Saved entries
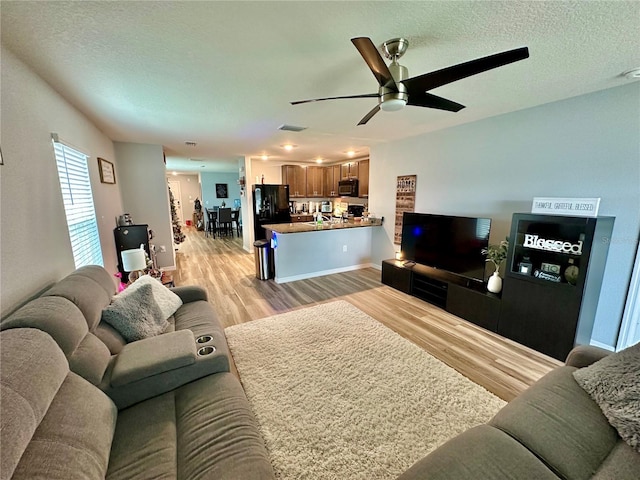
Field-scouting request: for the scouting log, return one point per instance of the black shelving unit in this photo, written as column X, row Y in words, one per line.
column 553, row 278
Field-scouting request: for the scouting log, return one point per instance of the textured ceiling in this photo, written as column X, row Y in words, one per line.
column 222, row 74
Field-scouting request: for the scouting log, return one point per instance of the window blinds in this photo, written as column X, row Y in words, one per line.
column 78, row 204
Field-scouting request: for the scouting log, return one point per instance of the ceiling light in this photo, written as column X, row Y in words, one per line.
column 393, row 104
column 632, row 74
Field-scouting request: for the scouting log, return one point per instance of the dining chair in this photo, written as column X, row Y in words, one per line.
column 224, row 221
column 211, row 223
column 237, row 219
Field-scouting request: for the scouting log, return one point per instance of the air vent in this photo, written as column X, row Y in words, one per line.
column 291, row 128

[About this task]: Excluding pictures, print all lines above exactly.

[Output of the exercise]:
Field-scouting request: for the scouting log, return one point per instance of the black shelving unit in this photo, written as column X, row Y in words, one per line.
column 553, row 278
Field-scouting request: for the scouting log, return one point per instance of the textured ceiling in this photo, written as column X, row Y in words, one per line.
column 222, row 74
Field-scouting request: for the scouting log, return one point per instance of the window blinds in this photo, written as column X, row Y in words, one per line.
column 78, row 204
Field-scouting request: for the scouting log, return one point per instance of the ceiling light in this photo, written as column X, row Y in words, one per line.
column 393, row 104
column 632, row 74
Field-scouting request: for the scouting log, return one point per instance of the dining chair in this photo, written as column X, row Y in words, one per line.
column 224, row 221
column 211, row 223
column 237, row 219
Field-scouting request: for the scouting log, return one point per instance of the air vent in this photo, written as column X, row Y in words, one per line.
column 291, row 128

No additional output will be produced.